ARTICLE
---------------

The Body - Official Website

I Have Fought Against It, But I Can't Any Longer.

United States Country of Origin: United States

I Have Fought Against It, But I Can't Any Longer.
Send eMail
Type: Full-Length
Release Date: May 11th, 2018
Genre: Doom, Experimental, Industrial, Noise, Sludge
1. The Last Form Of Loving
2. Can Carry No Weight
3. Partly Alive
4. The West Has Failed
5. Nothing Stirs
6. Off Script
7. An Urn
8. Blessed, Alone
9. Sickly Heart Of Sand
10. Ten Times A Day, Every Day, A Stranger

Review by Alex Grindor on July 11, 2021.

While I have listened to The Body before (albeit in short segments), this is the first full-length I listened to in its entirety. Maybe it was the circumstances of my life at the moment, maybe it would have resonated with me either way, but if I had to describe the absolute misery that life can put you through at moments, this album would be the most accurate description of falling into the void of misery, despair and hopelessness ever put to music.

---------------

DATA SECTION
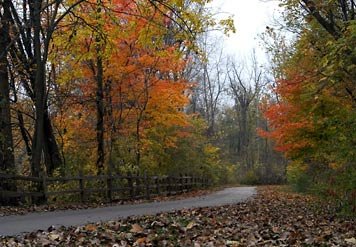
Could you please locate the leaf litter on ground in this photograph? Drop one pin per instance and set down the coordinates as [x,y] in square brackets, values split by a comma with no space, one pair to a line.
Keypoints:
[272,218]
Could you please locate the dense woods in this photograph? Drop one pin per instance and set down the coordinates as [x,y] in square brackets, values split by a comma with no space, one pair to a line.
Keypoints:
[313,117]
[98,87]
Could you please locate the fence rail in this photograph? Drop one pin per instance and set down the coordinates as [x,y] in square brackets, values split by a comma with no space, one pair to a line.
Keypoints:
[103,187]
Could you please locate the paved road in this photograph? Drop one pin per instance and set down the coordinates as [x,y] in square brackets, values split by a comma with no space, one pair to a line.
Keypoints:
[14,225]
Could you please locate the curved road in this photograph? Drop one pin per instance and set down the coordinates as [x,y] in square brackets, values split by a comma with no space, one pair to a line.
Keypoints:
[14,225]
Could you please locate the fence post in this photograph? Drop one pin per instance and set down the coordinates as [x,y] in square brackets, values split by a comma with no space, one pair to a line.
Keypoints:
[130,184]
[81,186]
[147,186]
[157,183]
[169,185]
[109,185]
[44,186]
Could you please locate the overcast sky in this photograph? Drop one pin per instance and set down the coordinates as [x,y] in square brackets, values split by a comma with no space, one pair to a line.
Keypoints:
[251,18]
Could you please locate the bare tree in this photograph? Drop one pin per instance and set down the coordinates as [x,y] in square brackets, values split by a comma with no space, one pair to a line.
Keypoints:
[245,86]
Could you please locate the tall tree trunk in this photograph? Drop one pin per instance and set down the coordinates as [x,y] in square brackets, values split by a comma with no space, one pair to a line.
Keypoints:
[39,92]
[100,116]
[99,95]
[6,143]
[7,160]
[52,153]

---------------

EXERCISE BRIEF
Pick up the album review where it stops and keep writing it. The material is separate from the album review.

TASK RESULT
'The Last Form Of Loving' slithers itself as the opener of this crushing experience, with a beautiful voice that grabs your attention as it sings about "the light that survives us", the "before and after", the "stillness of the world"... and while it may sound a bit tragic, it is but a brief introduction to the all-devouring Hell that you'll be going through. The follow-up 'Can Carry No Weight' erupts in inhuman shrieks, while the aforementioned voice starts to intertwine with the despairing lyrics. A song that is both hopeful and hopeless at the same time. The rest of the album grows in instensity, dragging you further down into hellish despair track after track, with some tracks that seems catchy and calm, only to become wretched intensity moments after.

There are a lot of moments here that are just heartbreaking, with my personal favorites being the last lines of 'An Urn' delivered in hopeless ranting by Kristin Hayter (Lingua Ignota), who screams and cries in anger and despair about how everything is meaningless. The next one has to be 'Sickly Heart Of Sand', which is the most "metal" track in my opinion, with a distorted bass sound that is as crushing as is brutal and demented, with Kristin once again yelling to the top of her lungs the album's title. And the last track... well it's something that you must listen on your own, as it may be the most depressive testament ever spoken in this style.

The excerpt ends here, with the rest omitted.